┌─ Records for the exercise

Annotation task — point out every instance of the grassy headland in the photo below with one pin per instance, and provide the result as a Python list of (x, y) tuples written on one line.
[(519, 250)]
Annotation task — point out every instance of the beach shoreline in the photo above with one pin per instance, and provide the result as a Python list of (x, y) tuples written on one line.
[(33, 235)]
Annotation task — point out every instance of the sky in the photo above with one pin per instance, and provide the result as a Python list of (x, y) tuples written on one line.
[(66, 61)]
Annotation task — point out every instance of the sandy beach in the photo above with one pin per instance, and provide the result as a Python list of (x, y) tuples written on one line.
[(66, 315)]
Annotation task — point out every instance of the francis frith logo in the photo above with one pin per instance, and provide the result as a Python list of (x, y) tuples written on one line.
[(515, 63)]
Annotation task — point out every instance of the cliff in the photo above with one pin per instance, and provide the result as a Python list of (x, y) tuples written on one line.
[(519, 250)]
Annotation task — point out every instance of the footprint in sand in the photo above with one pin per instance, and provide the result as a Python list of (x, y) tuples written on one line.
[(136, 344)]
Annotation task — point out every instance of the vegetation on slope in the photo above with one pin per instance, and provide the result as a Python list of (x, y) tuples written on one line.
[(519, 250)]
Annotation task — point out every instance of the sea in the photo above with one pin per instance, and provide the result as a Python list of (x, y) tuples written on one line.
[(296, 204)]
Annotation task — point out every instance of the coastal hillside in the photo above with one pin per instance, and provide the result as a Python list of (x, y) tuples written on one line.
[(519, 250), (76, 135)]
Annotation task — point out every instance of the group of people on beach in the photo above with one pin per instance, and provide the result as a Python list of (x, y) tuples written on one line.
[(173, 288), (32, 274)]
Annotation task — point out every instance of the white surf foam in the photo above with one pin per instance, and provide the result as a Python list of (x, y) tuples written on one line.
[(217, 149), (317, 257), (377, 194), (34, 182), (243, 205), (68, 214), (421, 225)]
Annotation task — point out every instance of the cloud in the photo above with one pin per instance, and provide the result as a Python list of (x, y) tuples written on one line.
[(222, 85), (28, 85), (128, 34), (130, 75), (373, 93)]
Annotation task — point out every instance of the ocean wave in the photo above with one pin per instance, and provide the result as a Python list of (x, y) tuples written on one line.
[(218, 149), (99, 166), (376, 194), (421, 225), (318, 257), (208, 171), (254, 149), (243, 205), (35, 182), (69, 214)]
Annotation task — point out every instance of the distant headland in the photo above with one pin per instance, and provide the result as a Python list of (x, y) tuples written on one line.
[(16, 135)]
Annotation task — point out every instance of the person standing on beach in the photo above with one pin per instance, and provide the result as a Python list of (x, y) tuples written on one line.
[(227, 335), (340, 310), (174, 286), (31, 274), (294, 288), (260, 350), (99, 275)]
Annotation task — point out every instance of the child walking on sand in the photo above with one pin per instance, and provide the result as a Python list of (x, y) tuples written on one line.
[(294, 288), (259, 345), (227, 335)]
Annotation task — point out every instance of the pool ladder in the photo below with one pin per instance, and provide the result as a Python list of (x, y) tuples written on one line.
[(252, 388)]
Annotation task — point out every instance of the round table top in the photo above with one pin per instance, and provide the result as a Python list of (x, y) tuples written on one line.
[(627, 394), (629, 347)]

└─

### Exercise brief
Can you edit the records above so that each "one pin per instance" becomes "a single pin for each instance", with everything else left unchanged?

### Answer below
Annotation task — point out every instance of the grassy headland in the photo below with a single pin for each instance, and provide the result as a Python list of (x, y) tuples written on one line.
[(519, 250)]
Annotation task — point out every instance of the beach shoreline in the photo above with a single pin for each instance, and provide the result as a Python list of (x, y) tuples written on one line.
[(33, 235)]
Annotation task — point out every instance of the sky in the photo above with a single pin for each instance, and provide the result as a Python list of (x, y) tuples written on one line.
[(66, 61)]
Annotation task — point out every instance of the sandy beach in the photo above with a single pin for each instance, and provide the result as a Python list of (x, y) tuples written on one line.
[(66, 315)]
Annotation task — point out every instance of the francis frith logo in the photo above with a single pin for each instance, and provide the result as a Python list of (x, y) tuples written on one line.
[(515, 63)]
Annotation task — point out every instance of the cliff in the photo above with a single pin for each instance, and provide the result as a Python list of (x, y) tuples written on one line.
[(519, 250)]
Annotation task — point out every instance of the footprint in sand in the photo above with a single pin for each instance, and provide the result as a Python list of (x, y) tuples written on one line.
[(136, 344)]
Annotation task — point out every instance of the vegetation on slope in the photo above with a single pin for each instance, and provide the result as a Python list of (x, y) tuples written on one line.
[(519, 250)]
Annotation task — point out every instance of the sea in the photo above with a single pin for each instance, and provide the result as a Python list of (x, y) tuples written on one line.
[(296, 204)]
Annotation task — point out every instance of the coastal hillside in the photo above with a single pin for each instance, and provide the result as a Python list of (x, y) tuples written on one line.
[(519, 250), (76, 135)]
Annotation task — point out every instance of the group of people on beach in the photo above with a single pin for each instance, and provide the result as a Python list of (x, y) tuples written on one line.
[(173, 288), (32, 274)]
Annotation task — point out every instance of the white surf foam in the photo above with a single pin for each instance, and provide the result as a Python list of (x, y) tuples written on one line.
[(217, 149), (317, 257), (377, 194), (34, 182), (243, 205), (68, 214), (421, 225)]
Annotation task — point out every instance of the cloud in the photo above with a single pin for each instance, and provide the result as a Python list of (x, y) tuples written on one line.
[(222, 85), (28, 85), (128, 34), (130, 75), (373, 93)]
Annotation task — point out every instance of the ocean wave in the photo above with a single pin for each instance, and provide the result as a Python list of (x, y) tuples written on one line.
[(218, 149), (99, 166), (376, 194), (421, 225), (318, 257), (208, 171), (254, 149), (243, 205), (35, 182), (69, 214)]
Annotation task — point out every instance of the distant headland in the photo above with a single pin for each instance, and provide the result as a Python list of (x, y) tuples written on one line.
[(16, 135)]
Annotation task — point out every instance of the person standing on beach in the photo above with a single pin for each instance, and provide the result as a Python list of (x, y) tuples written on one line.
[(227, 335), (340, 310), (174, 286), (31, 274), (294, 288), (260, 350), (99, 275)]
Annotation task — point out every instance of the child walking on sand in the photo above with a single pin for each instance, and provide the result as a Python list of (x, y) tuples written on one line.
[(294, 288), (259, 345), (227, 335)]
Annotation task — point out every instance of the pool ladder in the photo below with a single pin for each instance, and provide the result as a Python list of (x, y) tuples written on one line.
[(252, 388)]
Annotation task — point out every instance of the round table top in the photo above with a single pin for each instance, and provide the result as a Python list of (x, y) tuples written on one line.
[(627, 394), (629, 347)]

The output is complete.